EXCERPT TO READ>
[BEGIN]

How does the closure mechanism work in Perl? - perl

Newbie in Perl again here, trying to understand closure in Perl.
So here's an example of code which I don't understand:
sub make_saying {
my $salute = shift;
my $newfunc = sub {
my $target = shift;
print "$salute, $target!\n";
};
return $newfunc; # Return a closure
}
$f = make_saying("Howdy"); # Create a closure
$g = make_saying("Greetings"); # Create another closure
# Time passes...
$f->("world");
$g->("earthlings");
So my questions are:
If a variable is assigned to a function, is it automatically a reference to that function?
In that above code, can I write $f = \make_saying("Howdy") instead? And when can I use the & because I tried using that in passing the parameters (&$f("world")) but it doesn't work.
and lastly, in that code above how did the strings world and earthlings get appended to the strings Howdy and Greetings.
Note: I understand that $f is somewhat bound to the function with the parameter "Howdy" so that's my understanding how "world" got appended. What I don't understand is the 2nd function inside. How that one operates its magic. Sorry I really don't know how to ask this one.

In Perl, scalar variables cannot hold subroutines directly, they can only hold references. This is very much like scalars cannot hold arrays or hashes, only arrayrefs or hashrefs.
The sub { ... } evaluates to a coderef, so you can directly assign it to a scalar variable. If you want to assign a named function (e.g. foo), you have to obtain the reference like \&foo.
You can call coderefs like $code->(#args) or &$code(#args).
The code
$f = \make_saying("Howdy")
evaluates make_saying("Howdy"), and takes a reference to the returned value. So you get a reference that points to a coderef, not a coderef itself.
Therefore, it can't be called like &$f("world"), you need to dereference one extra level: &$$f("world").
A closure is a function that is bound to a certain environment.
The environment consists of all currently visible variables, so a closure always remembers that scope. In the code
my $x;
sub foo {
my $y;
return sub { "$x, $y" };
}
foo is a closure over $x, as the outer environment consists of $x. The inner sub is a closure over $x and $y.
Each time foo is executed, we get a new $y and therefore a new closure. Most importantly $y does not "go out of scope" when foo is left, but it will be "kept alive" as it's still reachable from the closure returned.
In short: $y is a "local state" of the closure returned.
When we execute make_saying("Howdy"), the $salute variable is set to Howdy. The returned closure remembers that scope.
When we execute it again with make_saying("Greetings"), the body of make_saying is evaluated again. The $salute is now set to Greetings, and the inner sub closes over this variable. This variable is separate from the previous $salute, which still exists, but isn't accessible except through the first closure.
The two greeters have closed over separate $salute variables. When they are executed, their respective $salute is still in scope, and they can access and modify the value.

If a variable is asigned to a function, is it automatically a
reference to that function?
No. In example the function make_saying return reference another function. Such closures do not have name and can catch a variable from outside its scope (variable $salute in your example).
In that above code, can i write $f = \make_saying("Howdy") instead?
And when can i use the & cause i tried using that in passing the
parameters (&$f("world")) but it doesnt work.

[END]

DATA RECORDS>
[BEGIN]

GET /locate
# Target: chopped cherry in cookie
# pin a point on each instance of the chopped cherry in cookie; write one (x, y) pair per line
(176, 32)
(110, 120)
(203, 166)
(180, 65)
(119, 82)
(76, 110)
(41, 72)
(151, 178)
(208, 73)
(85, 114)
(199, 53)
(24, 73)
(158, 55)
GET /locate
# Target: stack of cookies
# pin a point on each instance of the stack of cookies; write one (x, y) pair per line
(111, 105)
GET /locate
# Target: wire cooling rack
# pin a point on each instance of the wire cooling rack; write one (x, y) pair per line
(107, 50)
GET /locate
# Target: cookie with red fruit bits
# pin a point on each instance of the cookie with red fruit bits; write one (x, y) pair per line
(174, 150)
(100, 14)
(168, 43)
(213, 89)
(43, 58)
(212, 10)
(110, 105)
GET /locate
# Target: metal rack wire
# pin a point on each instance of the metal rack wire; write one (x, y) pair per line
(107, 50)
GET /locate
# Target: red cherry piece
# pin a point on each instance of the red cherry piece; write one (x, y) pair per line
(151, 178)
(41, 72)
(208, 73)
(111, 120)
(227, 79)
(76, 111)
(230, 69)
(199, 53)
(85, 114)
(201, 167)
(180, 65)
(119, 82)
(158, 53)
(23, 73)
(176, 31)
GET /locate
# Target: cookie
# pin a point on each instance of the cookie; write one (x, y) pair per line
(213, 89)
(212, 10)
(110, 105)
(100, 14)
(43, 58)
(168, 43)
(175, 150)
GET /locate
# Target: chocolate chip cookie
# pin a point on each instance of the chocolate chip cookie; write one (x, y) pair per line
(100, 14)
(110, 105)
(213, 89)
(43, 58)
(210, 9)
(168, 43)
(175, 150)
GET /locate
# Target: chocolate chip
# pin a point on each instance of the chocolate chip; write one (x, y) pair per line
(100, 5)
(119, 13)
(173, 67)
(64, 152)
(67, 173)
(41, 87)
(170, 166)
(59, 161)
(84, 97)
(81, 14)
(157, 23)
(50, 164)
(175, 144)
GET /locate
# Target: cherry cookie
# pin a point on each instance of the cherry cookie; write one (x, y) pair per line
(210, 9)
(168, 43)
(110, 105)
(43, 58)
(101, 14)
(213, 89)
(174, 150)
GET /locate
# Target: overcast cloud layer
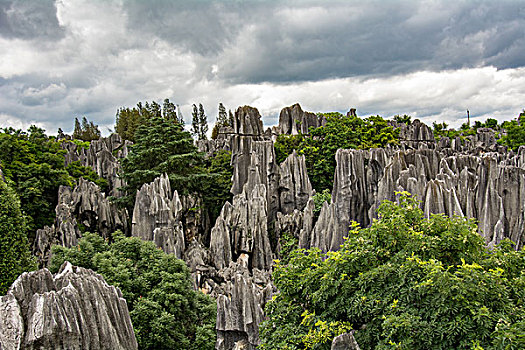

[END]

COMPLETE THE FOLLOWING>
(1) In the thread on Perl closures, list every string passed as an argument in the first code sample, the one that defines make_saying.
(2) Continue the thread on Perl closures from the point where the text stops.

ANSWERS BELOW>
(1) Howdy, Greetings, world, earthlings

(2)
No. $f = \make_saying("Howdy") is not what you think (read amon post for details). You can write $f = \&make_saying; which means "put into $f reference to function make_saying". You can use it later like this:
my $f = \&make_saying;
my $other_f = $f->("Howdy");
$other_f->("world");
and lastly, In that code above how in he** did the words world and
earthlings got appended to the words howdy and greetings.
make_saying creating my variable which goes into lamda (my $newfunc = sub); that lambda is returned from make_saying. It holds the given word "Howdy" through "closing" (? sorry dont know which word in english).

Every time you call the subroutine 'make_saying', it:
creates a DIFFERENT closure
assigns the received parameter to the scalar '$salute'
defines (creates but not execute) an inner anonymous subroutine:
That is the reason why at that moment nothing is assigned to the scalar
$target nor is the statement print "$salute, $target!\n"; executed .
finally the subroutine 'make_saying' returns a reference to the inner anonymous subroutine, that reference becomes the only way to call the (specific) anonymous subroutine.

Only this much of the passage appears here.